* BEGIN Records for this task *

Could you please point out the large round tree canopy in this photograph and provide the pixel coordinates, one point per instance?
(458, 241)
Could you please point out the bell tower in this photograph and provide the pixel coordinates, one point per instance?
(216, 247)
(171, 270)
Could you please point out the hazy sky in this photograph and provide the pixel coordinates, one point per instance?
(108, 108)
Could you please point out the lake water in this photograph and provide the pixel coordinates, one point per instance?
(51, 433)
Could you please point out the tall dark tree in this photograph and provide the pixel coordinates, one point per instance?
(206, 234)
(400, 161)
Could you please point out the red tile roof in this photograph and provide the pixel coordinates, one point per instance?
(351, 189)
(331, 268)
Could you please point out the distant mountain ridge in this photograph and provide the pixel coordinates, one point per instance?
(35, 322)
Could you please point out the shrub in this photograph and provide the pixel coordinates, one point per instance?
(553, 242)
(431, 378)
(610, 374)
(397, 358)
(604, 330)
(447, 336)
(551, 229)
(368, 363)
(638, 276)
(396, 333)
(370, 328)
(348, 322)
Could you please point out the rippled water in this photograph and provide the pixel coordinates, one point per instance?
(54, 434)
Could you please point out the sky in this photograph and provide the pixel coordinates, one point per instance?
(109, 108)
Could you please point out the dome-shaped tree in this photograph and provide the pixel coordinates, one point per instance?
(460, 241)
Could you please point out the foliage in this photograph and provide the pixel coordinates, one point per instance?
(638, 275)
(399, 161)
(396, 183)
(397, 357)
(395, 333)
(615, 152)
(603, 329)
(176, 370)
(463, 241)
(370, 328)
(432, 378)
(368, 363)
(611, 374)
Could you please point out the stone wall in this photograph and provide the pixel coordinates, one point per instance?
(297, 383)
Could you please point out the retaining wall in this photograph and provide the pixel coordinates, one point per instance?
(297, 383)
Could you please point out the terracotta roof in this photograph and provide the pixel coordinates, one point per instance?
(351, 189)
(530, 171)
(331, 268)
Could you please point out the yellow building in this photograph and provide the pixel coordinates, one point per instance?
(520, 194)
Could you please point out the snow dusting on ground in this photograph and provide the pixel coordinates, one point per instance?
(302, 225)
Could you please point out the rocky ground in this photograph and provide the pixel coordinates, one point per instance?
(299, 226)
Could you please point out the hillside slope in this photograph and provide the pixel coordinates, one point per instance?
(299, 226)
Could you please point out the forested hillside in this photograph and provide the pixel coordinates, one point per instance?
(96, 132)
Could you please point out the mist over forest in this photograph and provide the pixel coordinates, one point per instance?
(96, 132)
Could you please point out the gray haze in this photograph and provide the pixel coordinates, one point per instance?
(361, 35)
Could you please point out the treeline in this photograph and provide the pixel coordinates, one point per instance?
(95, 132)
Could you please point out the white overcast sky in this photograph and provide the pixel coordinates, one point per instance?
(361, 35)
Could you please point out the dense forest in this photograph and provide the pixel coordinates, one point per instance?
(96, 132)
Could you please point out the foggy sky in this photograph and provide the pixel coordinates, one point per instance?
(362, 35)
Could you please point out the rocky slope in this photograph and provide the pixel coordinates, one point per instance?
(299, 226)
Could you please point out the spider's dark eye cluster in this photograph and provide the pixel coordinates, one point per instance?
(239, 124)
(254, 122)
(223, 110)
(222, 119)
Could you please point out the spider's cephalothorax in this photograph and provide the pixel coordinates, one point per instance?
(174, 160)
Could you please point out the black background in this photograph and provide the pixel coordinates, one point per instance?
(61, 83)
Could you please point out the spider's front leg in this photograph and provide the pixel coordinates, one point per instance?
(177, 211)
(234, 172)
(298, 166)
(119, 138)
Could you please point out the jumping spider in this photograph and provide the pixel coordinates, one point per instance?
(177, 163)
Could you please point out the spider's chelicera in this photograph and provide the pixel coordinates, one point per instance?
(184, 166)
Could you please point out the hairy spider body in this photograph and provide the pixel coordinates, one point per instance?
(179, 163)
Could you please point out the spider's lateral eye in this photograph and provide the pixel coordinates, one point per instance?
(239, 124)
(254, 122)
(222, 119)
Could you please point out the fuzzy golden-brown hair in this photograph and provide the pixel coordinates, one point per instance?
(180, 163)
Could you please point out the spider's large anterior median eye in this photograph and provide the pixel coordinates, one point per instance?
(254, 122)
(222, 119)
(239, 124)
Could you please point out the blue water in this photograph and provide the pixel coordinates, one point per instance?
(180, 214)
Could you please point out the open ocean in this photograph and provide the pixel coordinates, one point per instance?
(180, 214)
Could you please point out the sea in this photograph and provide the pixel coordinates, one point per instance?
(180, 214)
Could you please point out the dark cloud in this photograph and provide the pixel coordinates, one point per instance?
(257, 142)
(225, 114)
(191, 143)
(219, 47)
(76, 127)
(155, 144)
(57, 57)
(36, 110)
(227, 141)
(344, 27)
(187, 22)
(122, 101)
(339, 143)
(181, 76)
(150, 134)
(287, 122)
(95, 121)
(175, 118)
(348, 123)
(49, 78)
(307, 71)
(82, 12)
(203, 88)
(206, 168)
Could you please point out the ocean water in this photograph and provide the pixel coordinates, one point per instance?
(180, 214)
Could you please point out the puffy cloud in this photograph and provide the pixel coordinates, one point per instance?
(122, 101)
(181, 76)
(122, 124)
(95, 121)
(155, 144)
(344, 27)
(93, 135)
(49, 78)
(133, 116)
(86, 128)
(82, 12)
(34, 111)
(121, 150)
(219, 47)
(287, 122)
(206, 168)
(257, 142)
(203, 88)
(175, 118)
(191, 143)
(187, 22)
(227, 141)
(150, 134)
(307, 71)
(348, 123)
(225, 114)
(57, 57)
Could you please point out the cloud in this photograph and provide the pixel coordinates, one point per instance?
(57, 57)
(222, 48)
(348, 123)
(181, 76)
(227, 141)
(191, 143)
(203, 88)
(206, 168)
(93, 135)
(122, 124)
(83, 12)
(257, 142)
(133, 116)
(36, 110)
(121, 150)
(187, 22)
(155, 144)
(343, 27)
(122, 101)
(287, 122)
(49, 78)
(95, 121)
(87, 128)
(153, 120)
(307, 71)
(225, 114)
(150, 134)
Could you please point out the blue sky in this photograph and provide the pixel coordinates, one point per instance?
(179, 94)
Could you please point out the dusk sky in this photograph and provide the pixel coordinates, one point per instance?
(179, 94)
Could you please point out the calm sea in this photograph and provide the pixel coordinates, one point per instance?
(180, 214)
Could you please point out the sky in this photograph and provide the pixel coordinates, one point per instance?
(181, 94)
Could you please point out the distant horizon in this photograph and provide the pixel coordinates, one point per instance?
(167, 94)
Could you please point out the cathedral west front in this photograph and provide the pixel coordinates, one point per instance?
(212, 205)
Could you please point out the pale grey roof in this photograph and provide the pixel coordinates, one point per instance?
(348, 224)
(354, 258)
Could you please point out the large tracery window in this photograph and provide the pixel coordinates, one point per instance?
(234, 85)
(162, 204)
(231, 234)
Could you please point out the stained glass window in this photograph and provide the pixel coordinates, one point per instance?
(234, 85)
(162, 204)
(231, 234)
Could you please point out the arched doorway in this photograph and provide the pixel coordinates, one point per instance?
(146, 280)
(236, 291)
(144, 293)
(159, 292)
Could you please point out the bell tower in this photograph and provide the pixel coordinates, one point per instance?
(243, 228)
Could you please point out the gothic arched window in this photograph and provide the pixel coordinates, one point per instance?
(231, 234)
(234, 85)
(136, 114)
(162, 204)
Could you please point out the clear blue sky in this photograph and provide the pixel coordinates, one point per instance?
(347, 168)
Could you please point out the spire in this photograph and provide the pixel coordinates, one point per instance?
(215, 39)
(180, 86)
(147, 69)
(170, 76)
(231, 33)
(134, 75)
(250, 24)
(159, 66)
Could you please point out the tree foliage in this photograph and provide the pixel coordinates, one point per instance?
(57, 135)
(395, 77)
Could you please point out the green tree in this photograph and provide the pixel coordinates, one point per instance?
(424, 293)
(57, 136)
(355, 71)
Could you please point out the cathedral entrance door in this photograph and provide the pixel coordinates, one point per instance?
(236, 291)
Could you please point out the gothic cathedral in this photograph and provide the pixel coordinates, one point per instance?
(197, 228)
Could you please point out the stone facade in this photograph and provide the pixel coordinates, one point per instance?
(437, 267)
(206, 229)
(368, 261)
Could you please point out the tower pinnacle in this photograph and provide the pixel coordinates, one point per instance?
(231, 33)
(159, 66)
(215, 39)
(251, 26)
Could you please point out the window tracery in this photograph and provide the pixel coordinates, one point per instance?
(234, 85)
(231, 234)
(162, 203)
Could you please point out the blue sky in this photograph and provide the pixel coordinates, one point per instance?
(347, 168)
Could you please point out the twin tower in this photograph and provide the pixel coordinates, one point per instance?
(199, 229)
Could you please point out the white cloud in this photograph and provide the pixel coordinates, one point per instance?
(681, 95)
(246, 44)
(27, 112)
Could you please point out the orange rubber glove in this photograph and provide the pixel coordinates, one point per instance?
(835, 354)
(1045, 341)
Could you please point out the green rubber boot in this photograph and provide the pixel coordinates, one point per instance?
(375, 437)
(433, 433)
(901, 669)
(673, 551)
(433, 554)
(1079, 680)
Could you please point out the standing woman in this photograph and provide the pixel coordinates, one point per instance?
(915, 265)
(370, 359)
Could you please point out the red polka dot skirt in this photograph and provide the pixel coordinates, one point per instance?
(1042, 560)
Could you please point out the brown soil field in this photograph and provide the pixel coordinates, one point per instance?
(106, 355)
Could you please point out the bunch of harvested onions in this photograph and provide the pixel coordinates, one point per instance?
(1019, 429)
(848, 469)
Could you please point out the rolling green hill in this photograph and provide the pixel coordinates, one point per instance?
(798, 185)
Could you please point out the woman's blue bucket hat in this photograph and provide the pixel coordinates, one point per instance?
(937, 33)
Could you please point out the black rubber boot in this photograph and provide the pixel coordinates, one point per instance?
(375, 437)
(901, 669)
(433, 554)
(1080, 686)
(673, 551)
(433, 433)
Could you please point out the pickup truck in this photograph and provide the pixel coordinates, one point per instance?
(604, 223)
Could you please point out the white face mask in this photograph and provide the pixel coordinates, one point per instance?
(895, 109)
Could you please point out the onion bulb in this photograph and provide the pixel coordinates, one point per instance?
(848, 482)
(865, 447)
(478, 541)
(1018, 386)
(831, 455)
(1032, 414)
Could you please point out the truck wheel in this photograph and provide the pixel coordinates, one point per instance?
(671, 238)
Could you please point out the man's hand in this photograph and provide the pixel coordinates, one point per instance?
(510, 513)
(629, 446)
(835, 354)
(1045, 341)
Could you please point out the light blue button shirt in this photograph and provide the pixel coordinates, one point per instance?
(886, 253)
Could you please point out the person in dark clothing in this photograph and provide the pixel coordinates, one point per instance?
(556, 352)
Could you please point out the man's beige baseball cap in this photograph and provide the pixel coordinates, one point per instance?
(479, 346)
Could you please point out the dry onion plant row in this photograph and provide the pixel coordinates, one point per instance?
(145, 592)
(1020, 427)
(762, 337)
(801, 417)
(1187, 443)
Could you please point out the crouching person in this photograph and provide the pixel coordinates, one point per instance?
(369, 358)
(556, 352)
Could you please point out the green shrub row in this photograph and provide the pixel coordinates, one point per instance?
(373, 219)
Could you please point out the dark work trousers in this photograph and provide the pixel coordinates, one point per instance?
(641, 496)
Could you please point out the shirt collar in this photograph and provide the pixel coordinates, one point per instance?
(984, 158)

* END Records for this task *

» **Given request**
Give again only the lines of the material above that run from the one with "Could you please point out the man's hand" through the end, both included, exactly as they appear.

» **Answer to this problem**
Could you please point out the man's hand in this photograph and provide the pixel coordinates, one point per instance?
(510, 513)
(629, 446)
(835, 354)
(1045, 341)
Could you please point out the light blue button shirt in this photograph and provide the pixel coordinates, one point per instance?
(886, 253)
Could you please point out the person in dark clothing in this photograph and provide the pixel coordinates, one point per instance?
(556, 352)
Could you please point out the man's beige baseball cap in this photograph and provide the pixel coordinates, one point per instance?
(479, 346)
Could you please point out the dry onion plant row in this photograph and provide the pixel coordinates, one point per instance?
(145, 592)
(1020, 427)
(762, 337)
(801, 417)
(1187, 443)
Could you please point out the crouching person in this photograph and provide the pixel coordinates, one point per instance?
(369, 358)
(556, 352)
Could you please point out the green shrub row in this photograph and provide the pixel coordinates, one point per instance?
(373, 219)
Could you please point out the dark work trousers in this photograph and provide the pixel coordinates, one point per instance?
(641, 496)
Could you please point out the shirt collar in this photograph and provide the pixel coordinates, one point per instance?
(984, 158)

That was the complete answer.